Part of a data file
━━━━
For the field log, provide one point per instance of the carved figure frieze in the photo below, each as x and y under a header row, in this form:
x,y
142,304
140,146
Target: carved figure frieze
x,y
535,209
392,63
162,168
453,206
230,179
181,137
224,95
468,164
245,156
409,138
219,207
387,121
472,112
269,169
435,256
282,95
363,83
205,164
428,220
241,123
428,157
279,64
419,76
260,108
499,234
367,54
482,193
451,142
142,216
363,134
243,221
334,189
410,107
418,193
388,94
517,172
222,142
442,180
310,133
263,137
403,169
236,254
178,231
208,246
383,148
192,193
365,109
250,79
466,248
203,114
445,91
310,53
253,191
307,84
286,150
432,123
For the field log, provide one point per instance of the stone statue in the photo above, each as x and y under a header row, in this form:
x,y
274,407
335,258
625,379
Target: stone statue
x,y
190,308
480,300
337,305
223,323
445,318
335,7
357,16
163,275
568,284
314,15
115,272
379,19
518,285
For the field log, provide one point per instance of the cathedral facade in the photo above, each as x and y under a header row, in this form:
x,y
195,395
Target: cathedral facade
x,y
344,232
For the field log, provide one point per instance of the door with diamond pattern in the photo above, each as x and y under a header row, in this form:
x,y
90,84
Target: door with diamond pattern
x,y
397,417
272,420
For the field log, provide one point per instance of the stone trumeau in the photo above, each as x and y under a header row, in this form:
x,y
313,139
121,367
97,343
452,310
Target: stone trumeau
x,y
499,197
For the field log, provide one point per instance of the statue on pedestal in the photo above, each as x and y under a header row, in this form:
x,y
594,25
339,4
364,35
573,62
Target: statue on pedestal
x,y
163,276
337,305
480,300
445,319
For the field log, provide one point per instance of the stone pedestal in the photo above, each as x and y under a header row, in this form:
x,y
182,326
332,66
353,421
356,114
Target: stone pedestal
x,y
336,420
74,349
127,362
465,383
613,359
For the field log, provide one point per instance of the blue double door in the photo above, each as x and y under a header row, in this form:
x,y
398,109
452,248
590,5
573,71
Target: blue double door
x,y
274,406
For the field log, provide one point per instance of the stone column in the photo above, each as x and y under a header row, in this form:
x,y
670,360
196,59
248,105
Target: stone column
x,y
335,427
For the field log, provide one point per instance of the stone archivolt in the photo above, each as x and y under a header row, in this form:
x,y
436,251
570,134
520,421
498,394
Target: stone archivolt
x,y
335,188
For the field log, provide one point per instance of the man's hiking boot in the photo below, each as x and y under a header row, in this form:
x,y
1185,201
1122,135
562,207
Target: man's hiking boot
━━━━
» Required work
Rewrite the entries above so that every "field log" becomes "site report" and nothing else changes.

» Exercise output
For the site report, provide one point per instance of the carved figure frieze in the photo below, each as x and y under a header row, in this form:
x,y
142,304
140,146
Target: carved figure frieze
x,y
535,209
392,63
162,168
453,206
230,179
181,137
224,95
468,164
245,156
409,138
219,207
387,121
472,112
269,169
435,256
282,95
363,83
205,164
428,220
241,123
428,157
279,64
419,76
260,108
499,234
367,54
482,193
451,142
142,216
363,134
243,221
334,189
410,107
418,193
388,94
517,172
222,142
442,180
310,133
263,137
403,169
236,254
178,231
208,246
383,148
192,193
365,109
250,79
466,248
203,114
445,91
310,53
253,191
307,84
286,150
432,123
For the site report, provide one point per instance of the stone statue in the photo above, each as x and y under a header row, in this form:
x,y
274,407
335,258
625,379
Target: stone statue
x,y
190,308
480,300
337,305
223,323
445,318
335,7
357,16
163,275
568,284
314,15
115,272
379,19
518,285
For the site report, provide one point per instance of the cathedral facade in the photo above, each as x and y under a header row, in this form:
x,y
195,395
Target: cathedral facade
x,y
344,232
For the site report, provide one point per instance of the door with diamond pattern in the photo above, each as x and y under a header row, in this form:
x,y
90,84
Target: door with diamond pattern
x,y
397,417
272,420
For the site report, provide one point per instance of the stone trumeau in the photo above, each as x and y under a header row, in this form:
x,y
313,139
121,367
97,343
452,310
Target: stone trumeau
x,y
499,197
For the site report, provide one point per instance of the statue on pedestal in the photo above, each as x and y under a header row, in this form:
x,y
594,25
339,4
364,35
573,62
Target: statue on pedestal
x,y
163,276
337,305
480,300
445,319
For the site report, provide one point per instance of the stone pedestal in the photo above, each as x and y under a header row, in this form:
x,y
182,326
332,66
353,421
356,114
Target: stone pedestal
x,y
336,420
74,349
127,362
465,383
613,359
For the site report, provide one point per instance of the blue double door in the photo above, each as x and y under a header row, in this form:
x,y
398,109
452,248
590,5
573,71
Target: blue double door
x,y
274,406
For the site report, provide one point per instance of the stone column in the photo above, each as x and y under a header row, in this form:
x,y
670,360
196,59
248,105
Target: stone column
x,y
335,427
For the site report, provide one point per instance of the stone archivolt in the photo above, each as x and y under a header row, in this form:
x,y
436,251
570,134
520,421
498,394
Target: stone archivolt
x,y
335,188
For the site report, provide one point per instance of the man's hiking boot in the photo below, each as x and y under a header row, in this form:
x,y
1185,201
1122,135
562,207
Target: man's hiking boot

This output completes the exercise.